Exercise ▸ Write down exactly the lines from the one with "One marker for each instance of the electrical" to the end of the data, first and last included, and no others.

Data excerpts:
________________________

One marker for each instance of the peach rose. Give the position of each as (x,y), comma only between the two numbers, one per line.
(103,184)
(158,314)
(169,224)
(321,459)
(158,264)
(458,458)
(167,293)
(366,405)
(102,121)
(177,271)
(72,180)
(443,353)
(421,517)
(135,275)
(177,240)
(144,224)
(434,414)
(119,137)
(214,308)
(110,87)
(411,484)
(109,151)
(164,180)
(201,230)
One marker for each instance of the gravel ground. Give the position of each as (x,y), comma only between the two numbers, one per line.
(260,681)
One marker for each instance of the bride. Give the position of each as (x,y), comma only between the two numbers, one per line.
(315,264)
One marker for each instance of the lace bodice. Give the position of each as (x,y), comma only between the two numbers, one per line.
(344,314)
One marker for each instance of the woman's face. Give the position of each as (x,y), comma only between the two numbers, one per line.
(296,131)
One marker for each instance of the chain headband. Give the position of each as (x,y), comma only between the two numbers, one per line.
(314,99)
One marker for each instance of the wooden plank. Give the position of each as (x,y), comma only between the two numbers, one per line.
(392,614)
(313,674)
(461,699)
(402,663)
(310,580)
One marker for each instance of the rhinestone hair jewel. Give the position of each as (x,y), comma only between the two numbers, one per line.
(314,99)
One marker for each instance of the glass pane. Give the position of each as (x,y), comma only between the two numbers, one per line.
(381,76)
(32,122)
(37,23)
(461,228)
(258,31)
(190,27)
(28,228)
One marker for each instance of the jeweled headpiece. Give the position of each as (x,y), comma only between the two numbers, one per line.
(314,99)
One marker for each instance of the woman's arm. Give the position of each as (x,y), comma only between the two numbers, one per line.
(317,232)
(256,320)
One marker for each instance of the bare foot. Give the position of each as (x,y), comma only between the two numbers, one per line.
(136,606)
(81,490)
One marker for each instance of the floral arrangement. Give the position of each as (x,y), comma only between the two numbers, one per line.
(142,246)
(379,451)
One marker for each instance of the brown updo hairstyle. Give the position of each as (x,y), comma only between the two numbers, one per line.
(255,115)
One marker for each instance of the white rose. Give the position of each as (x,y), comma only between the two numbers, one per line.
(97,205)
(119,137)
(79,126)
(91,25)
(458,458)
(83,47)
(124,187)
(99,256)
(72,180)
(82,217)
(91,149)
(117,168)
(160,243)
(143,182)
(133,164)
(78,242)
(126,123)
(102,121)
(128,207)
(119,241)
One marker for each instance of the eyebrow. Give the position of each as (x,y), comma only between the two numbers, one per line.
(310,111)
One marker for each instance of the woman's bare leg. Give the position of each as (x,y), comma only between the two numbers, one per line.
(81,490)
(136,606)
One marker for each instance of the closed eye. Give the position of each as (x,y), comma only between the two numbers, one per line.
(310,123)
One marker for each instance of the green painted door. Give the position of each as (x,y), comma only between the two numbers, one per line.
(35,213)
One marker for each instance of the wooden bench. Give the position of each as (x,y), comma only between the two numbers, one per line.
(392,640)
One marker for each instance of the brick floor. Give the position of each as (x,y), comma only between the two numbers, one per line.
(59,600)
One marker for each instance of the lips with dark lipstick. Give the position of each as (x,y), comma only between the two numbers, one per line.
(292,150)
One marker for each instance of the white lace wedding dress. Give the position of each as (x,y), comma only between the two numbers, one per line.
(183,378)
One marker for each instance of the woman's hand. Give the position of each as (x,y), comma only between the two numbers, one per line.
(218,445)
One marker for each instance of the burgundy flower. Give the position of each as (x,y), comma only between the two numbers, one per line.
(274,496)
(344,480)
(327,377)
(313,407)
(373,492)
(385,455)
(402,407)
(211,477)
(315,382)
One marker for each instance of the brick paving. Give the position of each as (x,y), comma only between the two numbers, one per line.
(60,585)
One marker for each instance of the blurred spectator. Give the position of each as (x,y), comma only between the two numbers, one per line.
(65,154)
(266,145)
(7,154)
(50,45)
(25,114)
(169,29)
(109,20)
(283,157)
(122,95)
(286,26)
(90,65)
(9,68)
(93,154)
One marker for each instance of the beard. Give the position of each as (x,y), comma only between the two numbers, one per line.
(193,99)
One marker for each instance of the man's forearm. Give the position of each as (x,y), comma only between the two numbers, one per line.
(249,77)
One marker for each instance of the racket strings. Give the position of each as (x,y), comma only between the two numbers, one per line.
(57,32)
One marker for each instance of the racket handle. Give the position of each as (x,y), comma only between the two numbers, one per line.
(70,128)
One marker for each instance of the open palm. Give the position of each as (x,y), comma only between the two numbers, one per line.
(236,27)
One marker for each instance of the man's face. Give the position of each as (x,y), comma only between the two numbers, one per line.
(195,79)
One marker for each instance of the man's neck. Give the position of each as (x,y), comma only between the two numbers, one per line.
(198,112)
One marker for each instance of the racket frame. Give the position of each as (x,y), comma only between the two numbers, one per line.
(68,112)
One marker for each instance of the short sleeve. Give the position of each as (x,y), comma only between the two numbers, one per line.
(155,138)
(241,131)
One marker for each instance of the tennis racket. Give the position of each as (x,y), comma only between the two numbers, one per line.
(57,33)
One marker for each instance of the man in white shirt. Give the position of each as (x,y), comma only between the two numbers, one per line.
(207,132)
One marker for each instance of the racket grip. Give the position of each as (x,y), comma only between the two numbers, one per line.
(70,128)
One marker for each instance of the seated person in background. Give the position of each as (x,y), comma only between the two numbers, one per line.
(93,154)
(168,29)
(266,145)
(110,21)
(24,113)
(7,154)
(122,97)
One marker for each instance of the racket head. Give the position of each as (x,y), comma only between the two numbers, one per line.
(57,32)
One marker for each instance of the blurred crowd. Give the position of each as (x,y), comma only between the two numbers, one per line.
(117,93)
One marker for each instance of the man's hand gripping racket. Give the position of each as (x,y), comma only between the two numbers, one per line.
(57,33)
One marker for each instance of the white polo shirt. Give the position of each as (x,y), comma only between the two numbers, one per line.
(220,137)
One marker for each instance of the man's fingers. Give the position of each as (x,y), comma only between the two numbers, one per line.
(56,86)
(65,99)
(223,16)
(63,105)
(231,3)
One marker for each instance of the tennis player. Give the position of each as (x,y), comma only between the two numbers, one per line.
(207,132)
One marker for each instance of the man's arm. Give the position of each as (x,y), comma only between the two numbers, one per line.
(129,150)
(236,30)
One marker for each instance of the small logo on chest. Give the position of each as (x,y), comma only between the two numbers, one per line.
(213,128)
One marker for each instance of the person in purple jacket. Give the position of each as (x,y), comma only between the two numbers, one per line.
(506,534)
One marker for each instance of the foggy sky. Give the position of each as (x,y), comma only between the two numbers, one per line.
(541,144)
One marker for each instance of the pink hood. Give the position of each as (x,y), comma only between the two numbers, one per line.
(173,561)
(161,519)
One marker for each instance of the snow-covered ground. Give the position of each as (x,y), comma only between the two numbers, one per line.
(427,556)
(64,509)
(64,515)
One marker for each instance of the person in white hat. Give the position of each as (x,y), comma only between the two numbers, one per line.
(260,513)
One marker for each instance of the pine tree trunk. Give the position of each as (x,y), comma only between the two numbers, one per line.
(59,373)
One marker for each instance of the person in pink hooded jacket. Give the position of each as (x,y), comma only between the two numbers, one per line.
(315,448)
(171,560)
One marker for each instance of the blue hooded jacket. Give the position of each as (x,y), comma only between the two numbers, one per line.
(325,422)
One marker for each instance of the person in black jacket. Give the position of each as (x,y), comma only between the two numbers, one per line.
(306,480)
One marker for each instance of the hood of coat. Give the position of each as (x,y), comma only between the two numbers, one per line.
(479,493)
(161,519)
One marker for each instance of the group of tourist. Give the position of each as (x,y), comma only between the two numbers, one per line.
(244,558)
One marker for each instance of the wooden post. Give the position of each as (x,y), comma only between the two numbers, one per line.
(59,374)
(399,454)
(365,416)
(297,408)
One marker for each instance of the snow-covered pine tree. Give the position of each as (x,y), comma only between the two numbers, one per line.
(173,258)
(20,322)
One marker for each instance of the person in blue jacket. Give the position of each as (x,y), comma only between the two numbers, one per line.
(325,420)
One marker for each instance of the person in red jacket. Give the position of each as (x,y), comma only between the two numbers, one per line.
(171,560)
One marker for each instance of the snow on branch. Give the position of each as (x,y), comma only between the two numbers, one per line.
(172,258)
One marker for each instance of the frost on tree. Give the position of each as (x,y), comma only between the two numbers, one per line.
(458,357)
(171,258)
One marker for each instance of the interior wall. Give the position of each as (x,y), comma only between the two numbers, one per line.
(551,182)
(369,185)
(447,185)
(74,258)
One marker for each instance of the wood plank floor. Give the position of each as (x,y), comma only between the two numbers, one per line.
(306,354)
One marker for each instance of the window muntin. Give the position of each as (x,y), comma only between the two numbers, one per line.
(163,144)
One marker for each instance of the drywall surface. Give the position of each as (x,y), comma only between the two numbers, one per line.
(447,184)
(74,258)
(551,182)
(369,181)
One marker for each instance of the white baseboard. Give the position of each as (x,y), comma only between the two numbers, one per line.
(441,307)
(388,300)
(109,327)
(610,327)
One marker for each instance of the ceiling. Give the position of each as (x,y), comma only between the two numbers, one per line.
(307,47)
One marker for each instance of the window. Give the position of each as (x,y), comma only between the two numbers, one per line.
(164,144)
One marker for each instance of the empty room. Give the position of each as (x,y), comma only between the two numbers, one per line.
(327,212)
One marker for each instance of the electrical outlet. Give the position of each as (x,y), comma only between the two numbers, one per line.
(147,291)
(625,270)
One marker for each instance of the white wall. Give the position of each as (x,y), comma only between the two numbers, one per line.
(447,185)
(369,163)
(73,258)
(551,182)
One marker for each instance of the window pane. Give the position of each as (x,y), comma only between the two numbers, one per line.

________________________

Answer to this task ▸
One marker for each instance of the electrical outlet. Give the position of each as (x,y), comma only between the two numbers, one per line.
(147,291)
(625,270)
One marker for each instance of the white wall. Give the position of each as (x,y), comma only between the two numbers, one per line.
(447,185)
(369,163)
(73,258)
(551,182)
One marker for each instance of the window pane. Give the position of each as (x,y), comma only between the two numbers, one per line.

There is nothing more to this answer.